Exercise task: Copy out, line for line, the stretch of the records running from the line containing "task: segment the cup opening" through the line containing "533L181 550L234 550L248", both ends included.

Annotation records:
--
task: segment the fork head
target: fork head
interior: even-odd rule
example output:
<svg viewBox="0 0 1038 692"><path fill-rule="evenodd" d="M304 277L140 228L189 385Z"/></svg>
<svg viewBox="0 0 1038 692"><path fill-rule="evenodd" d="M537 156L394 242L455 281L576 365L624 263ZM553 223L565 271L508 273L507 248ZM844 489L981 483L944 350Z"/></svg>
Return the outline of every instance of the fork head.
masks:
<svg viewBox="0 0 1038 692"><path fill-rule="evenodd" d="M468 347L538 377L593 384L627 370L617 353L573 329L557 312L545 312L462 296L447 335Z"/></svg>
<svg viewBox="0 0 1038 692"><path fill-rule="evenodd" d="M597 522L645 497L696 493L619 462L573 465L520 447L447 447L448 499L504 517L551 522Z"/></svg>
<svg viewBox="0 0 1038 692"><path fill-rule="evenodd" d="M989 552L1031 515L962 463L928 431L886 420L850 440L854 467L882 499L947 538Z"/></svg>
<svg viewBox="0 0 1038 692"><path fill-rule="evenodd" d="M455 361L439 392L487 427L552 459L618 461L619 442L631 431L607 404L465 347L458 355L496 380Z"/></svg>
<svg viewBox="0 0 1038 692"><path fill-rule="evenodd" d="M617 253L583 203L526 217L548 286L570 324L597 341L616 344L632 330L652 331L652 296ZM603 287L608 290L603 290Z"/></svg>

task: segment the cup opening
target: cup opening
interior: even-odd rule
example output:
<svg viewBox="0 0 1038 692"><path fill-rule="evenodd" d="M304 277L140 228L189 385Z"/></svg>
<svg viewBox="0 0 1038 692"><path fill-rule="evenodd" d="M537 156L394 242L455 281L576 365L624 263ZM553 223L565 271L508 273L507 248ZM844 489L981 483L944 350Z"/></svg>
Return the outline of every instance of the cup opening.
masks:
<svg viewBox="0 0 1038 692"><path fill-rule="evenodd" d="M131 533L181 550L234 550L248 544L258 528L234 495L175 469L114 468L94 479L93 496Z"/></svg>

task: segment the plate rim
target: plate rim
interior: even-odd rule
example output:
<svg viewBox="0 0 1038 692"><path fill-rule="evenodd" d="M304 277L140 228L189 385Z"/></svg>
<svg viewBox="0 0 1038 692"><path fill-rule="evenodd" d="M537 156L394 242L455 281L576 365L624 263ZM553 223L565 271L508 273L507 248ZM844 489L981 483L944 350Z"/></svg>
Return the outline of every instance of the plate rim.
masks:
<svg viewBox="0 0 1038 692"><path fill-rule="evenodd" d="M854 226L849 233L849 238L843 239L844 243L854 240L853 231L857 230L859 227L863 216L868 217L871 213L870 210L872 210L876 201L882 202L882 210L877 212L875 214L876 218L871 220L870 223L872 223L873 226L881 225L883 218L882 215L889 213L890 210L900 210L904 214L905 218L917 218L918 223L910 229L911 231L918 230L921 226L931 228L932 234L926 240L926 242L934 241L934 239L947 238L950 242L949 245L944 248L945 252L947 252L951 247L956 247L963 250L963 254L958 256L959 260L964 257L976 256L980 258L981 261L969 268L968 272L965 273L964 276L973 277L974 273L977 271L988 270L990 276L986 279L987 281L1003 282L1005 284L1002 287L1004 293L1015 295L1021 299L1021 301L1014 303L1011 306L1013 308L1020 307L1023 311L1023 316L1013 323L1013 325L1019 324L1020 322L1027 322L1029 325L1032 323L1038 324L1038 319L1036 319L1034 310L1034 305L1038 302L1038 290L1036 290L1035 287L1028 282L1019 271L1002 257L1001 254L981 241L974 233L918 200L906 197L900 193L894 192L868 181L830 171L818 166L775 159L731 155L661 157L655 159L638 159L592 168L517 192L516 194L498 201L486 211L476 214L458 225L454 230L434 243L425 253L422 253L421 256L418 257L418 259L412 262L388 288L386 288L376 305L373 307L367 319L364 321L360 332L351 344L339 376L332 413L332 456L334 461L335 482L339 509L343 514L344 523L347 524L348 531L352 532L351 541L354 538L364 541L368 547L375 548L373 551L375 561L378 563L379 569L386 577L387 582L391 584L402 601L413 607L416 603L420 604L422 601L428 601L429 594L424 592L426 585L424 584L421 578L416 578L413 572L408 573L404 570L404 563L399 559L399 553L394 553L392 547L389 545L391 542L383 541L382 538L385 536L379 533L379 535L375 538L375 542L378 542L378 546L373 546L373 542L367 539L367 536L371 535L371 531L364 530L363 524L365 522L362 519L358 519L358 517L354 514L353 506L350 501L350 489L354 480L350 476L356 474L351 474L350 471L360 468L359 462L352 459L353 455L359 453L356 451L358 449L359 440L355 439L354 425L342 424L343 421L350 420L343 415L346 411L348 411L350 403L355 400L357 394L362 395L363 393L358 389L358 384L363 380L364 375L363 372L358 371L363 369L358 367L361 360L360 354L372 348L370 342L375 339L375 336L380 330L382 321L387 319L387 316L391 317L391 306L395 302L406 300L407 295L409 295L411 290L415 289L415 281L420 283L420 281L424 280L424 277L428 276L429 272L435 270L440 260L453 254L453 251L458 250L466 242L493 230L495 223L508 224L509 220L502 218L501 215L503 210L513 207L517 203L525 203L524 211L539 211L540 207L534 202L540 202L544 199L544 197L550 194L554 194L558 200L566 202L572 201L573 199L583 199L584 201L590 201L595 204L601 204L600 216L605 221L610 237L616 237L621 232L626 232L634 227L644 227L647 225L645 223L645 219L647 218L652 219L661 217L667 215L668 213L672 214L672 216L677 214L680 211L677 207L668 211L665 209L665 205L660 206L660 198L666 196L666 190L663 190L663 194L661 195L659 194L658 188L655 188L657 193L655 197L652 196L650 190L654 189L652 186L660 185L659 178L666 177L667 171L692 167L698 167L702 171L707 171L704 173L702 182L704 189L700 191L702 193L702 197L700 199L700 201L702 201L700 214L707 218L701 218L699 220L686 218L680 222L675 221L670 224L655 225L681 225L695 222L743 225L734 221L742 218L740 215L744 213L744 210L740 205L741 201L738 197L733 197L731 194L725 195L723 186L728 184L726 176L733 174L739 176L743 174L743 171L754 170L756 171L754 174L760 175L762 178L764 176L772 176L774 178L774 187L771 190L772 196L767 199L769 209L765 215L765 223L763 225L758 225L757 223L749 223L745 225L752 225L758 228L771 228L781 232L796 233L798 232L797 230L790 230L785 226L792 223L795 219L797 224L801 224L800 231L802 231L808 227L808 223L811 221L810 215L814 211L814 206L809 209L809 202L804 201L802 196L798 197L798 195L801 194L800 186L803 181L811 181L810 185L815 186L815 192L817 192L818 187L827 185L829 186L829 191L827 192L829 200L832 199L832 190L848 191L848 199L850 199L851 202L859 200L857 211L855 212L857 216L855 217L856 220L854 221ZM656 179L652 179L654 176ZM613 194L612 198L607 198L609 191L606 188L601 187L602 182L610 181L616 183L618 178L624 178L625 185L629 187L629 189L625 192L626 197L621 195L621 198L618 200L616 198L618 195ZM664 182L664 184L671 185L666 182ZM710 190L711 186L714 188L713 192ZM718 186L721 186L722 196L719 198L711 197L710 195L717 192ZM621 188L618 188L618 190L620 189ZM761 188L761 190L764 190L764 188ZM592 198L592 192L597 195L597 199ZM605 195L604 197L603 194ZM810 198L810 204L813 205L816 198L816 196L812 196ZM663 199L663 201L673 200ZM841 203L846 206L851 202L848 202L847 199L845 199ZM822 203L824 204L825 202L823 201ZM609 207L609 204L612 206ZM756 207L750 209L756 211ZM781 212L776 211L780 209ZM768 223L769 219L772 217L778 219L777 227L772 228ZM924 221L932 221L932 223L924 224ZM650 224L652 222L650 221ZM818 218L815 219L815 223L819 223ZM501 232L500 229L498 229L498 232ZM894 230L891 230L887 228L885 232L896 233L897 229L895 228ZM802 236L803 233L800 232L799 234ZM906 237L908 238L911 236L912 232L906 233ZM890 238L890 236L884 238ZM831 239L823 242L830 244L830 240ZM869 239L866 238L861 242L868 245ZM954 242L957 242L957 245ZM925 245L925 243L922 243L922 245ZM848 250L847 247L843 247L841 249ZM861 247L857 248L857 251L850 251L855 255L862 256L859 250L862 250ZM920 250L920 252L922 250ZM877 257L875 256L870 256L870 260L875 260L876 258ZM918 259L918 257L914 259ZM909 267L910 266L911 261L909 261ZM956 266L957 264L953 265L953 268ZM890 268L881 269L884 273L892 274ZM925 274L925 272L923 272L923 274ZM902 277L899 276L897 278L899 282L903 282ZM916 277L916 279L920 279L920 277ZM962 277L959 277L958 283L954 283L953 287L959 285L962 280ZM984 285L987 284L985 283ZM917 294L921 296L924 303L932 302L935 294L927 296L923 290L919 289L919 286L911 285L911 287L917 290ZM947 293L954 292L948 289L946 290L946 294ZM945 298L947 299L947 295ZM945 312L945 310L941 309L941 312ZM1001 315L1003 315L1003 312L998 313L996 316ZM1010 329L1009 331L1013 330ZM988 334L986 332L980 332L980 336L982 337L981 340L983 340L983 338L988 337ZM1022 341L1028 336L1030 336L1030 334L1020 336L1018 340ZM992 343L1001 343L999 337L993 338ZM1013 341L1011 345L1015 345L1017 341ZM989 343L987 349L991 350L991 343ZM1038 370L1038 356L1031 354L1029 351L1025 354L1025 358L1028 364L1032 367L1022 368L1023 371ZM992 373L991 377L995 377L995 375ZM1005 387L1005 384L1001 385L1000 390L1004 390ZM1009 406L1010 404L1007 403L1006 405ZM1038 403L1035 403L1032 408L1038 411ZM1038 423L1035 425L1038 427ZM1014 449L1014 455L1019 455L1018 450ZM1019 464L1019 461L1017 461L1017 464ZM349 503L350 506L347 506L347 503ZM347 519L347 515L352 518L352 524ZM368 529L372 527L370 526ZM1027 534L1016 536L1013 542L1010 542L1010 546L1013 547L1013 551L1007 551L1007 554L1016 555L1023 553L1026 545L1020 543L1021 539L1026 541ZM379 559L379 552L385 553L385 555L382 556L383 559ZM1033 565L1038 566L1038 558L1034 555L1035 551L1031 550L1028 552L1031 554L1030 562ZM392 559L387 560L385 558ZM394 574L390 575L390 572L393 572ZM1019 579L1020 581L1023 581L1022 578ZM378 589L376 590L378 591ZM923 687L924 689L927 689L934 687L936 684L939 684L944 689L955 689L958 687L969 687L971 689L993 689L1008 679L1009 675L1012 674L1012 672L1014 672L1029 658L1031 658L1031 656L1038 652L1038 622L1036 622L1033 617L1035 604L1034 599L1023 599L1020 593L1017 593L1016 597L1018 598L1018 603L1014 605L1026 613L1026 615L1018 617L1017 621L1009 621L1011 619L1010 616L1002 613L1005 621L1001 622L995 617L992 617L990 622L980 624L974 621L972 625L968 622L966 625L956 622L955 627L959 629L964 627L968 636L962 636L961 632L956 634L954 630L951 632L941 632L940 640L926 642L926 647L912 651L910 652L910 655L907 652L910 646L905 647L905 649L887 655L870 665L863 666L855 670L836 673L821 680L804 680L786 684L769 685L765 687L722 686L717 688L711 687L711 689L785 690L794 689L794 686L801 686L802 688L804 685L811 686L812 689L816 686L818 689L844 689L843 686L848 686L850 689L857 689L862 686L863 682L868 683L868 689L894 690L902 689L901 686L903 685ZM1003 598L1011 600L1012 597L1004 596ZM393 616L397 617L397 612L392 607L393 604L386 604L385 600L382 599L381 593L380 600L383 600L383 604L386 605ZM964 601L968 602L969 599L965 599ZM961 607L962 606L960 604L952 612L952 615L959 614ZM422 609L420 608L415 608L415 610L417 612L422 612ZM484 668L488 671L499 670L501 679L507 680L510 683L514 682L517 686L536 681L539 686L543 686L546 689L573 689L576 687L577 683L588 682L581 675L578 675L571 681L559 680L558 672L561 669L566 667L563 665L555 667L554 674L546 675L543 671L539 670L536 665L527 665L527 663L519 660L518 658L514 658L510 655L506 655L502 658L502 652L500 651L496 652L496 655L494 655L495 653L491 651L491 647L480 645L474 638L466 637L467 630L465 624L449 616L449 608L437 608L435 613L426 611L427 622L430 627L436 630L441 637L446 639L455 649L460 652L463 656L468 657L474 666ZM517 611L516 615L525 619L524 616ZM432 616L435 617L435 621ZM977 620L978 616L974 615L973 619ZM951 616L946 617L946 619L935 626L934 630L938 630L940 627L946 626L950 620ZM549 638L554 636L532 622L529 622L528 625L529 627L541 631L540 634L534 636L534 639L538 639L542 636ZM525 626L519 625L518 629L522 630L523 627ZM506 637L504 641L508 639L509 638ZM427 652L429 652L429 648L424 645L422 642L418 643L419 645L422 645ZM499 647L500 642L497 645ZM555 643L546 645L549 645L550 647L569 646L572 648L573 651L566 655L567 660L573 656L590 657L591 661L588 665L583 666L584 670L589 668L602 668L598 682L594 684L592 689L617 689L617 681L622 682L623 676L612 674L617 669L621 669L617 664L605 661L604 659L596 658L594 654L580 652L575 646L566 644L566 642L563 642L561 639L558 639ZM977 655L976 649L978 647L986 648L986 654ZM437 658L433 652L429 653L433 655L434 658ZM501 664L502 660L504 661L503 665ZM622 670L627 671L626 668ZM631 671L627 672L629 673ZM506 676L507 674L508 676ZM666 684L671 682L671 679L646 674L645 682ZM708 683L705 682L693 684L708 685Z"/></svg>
--
Output for this task:
task: segment the cup opening
target: cup opening
interior: even-odd rule
example output:
<svg viewBox="0 0 1038 692"><path fill-rule="evenodd" d="M304 277L140 228L189 385Z"/></svg>
<svg viewBox="0 0 1038 692"><path fill-rule="evenodd" d="M537 156L394 242L455 281L576 365L624 263ZM553 223L565 271L508 273L507 248ZM844 489L981 483L944 350Z"/></svg>
Return the outline of every instance of the cup opening.
masks:
<svg viewBox="0 0 1038 692"><path fill-rule="evenodd" d="M131 533L181 550L234 550L248 544L258 528L234 495L175 469L114 468L94 479L93 496Z"/></svg>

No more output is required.